[EXERCISE GOAL]: Leave out the pictures and print the records below exactly.

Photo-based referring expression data
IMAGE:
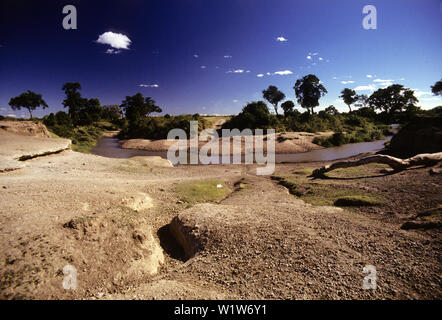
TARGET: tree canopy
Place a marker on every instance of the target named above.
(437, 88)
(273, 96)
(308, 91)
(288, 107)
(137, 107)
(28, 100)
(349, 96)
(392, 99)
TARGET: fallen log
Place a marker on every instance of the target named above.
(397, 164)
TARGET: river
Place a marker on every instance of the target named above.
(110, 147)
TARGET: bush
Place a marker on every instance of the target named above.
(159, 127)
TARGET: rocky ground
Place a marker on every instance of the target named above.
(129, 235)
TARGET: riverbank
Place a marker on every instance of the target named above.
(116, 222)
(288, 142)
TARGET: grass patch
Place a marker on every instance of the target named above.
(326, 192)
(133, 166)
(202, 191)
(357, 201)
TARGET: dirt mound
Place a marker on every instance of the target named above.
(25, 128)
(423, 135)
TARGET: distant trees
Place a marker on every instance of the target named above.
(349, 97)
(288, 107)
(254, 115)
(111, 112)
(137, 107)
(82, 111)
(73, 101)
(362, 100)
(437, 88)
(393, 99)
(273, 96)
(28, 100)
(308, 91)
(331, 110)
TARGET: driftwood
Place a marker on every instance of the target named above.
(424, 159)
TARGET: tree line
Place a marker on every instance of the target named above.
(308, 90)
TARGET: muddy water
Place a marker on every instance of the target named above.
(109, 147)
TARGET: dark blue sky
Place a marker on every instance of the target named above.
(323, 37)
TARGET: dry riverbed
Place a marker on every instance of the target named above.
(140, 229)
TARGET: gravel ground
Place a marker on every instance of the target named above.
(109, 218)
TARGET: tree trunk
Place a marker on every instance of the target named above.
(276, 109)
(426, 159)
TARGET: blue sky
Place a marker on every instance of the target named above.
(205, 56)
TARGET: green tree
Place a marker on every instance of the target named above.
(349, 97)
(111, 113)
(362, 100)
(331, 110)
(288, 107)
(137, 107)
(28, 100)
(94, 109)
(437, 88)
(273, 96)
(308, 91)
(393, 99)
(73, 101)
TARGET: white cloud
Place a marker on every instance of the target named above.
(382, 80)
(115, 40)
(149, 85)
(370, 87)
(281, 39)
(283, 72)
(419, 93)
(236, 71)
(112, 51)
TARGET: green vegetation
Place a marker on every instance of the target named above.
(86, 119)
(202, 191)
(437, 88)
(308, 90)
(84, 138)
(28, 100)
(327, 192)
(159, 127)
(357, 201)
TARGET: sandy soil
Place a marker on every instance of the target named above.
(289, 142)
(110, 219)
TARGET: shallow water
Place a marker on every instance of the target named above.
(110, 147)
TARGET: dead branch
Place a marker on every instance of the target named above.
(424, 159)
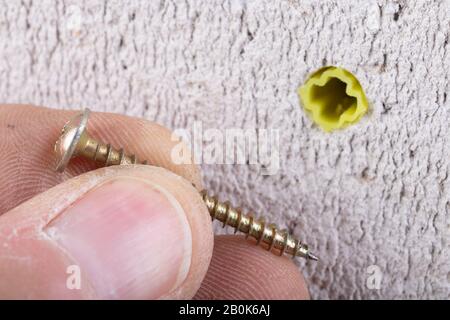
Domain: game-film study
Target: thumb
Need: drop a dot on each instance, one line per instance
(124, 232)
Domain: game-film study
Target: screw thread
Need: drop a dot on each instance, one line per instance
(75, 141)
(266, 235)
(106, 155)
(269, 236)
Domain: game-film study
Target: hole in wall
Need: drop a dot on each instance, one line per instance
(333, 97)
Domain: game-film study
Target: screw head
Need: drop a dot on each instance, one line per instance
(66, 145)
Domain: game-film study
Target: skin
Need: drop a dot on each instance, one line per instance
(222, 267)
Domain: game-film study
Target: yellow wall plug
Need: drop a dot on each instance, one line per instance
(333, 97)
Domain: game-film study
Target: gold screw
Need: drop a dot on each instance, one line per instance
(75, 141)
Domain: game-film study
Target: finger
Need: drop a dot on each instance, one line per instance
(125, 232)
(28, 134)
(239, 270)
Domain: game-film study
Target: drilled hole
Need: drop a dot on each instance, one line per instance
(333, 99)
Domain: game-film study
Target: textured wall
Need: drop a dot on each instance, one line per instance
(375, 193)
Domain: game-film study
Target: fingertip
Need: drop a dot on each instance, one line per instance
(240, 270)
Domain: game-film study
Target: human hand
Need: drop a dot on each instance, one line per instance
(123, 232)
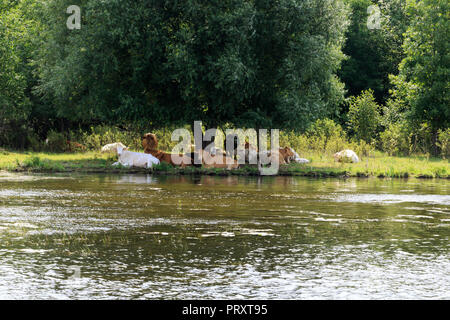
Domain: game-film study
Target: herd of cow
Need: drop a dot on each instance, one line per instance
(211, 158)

[YOUR SOLUTION]:
IMAGE:
TARGET: tree canopy
Place a marker on every instance of the target named above.
(437, 88)
(273, 96)
(308, 91)
(288, 107)
(137, 107)
(28, 100)
(349, 96)
(392, 99)
TARGET: fallen log
Place a marker on every instance of the target named above.
(397, 164)
TARGET: river
Place a marker on every instance of the target named above.
(110, 147)
TARGET: bush
Place a marker on every instance of the target named above.
(159, 127)
TARGET: rocky ground
Place a marker on every instance of the target named above.
(129, 235)
TARGET: riverbank
Place a marker on every instance of the target named above.
(116, 222)
(288, 142)
TARGET: grass patch
Place a marker on every instance of the target named above.
(326, 192)
(133, 166)
(202, 191)
(357, 201)
TARGET: dirt mound
Place a marker on every instance of the target named above.
(25, 128)
(423, 135)
TARGET: distant trees
Place a marker on every instance of the target named above.
(349, 97)
(288, 107)
(254, 115)
(111, 112)
(137, 107)
(82, 111)
(73, 101)
(362, 100)
(437, 88)
(393, 99)
(273, 96)
(28, 100)
(308, 91)
(331, 110)
TARGET: driftwood
Place a marker on every instance of the target named above.
(424, 159)
TARGET: tree line
Place a marker on every instance of the target named above.
(308, 90)
TARGET: muddy water
Place a marker on every instance of the target named above.
(109, 147)
TARGET: dark blue sky
Place a marker on every instance of the target named above.
(323, 37)
TARGET: dry riverbed
Place a marker on every instance of the target named above.
(140, 229)
TARGET: gravel ground
Place a marker on every instance of the target named above.
(109, 218)
TARGET: tree trunk
Place a marker on every instance of the target named above.
(276, 109)
(426, 159)
TARGET: blue sky
Place a marker on every instance of the target named above.
(205, 56)
TARGET: green tree
Place a marker on every instance of the target named above.
(349, 97)
(111, 113)
(362, 100)
(331, 110)
(288, 107)
(137, 107)
(28, 100)
(94, 109)
(437, 88)
(273, 96)
(308, 91)
(393, 99)
(73, 101)
TARGET: white cloud
Place a marker on every instance of the target named above.
(382, 80)
(115, 40)
(149, 85)
(370, 87)
(281, 39)
(283, 72)
(419, 93)
(236, 71)
(112, 51)
TARGET: green vegetation
Place a marker on every instance of the target named above.
(86, 119)
(202, 191)
(437, 88)
(308, 90)
(84, 138)
(28, 100)
(327, 192)
(159, 127)
(357, 201)
TARGET: sandy soil
Place a marker on every instance of the target named above.
(289, 142)
(110, 219)
TARGET: shallow water
Place a marker on every instance of the target named above.
(110, 147)
TARGET: dead branch
Place a marker on every instance of the target named above.
(424, 159)
Domain: game-film study
Target: thumb
Need: drop a dot on each instance, one line per instance
(124, 232)
Domain: game-film study
Target: screw thread
Need: drop a dot on each instance, one line per instance
(75, 141)
(266, 235)
(106, 155)
(269, 236)
Domain: game-film study
Target: hole in wall
Need: drop a dot on each instance, one line per instance
(333, 97)
Domain: game-film study
Target: screw head
Need: drop a dot on each instance, one line per instance
(66, 145)
Domain: game-film study
Target: skin
Need: drop a dot on each instance, one line per instance
(222, 267)
Domain: game-film study
Target: yellow wall plug
Need: drop a dot on each instance, one line per instance
(333, 97)
Domain: game-film study
Target: gold screw
Need: drop a dot on each instance, one line per instance
(75, 141)
Domain: game-film study
Target: finger
Need: drop a dot on each instance, one line per instance
(125, 232)
(28, 134)
(239, 270)
Domain: game-film study
Target: drilled hole
Need: drop a dot on each instance, one line per instance
(333, 99)
Domain: game-film study
Target: textured wall
Need: drop a dot on each instance, one line per instance
(375, 193)
Domain: game-film study
Target: fingertip
Need: drop a dot on each instance, one line per instance
(240, 270)
Domain: game-film study
Target: human hand
Need: drop a dot on each instance, one line per instance
(123, 232)
Domain: game-film study
Target: herd of cow
Need: drop a dot on each instance, one line per instance
(211, 158)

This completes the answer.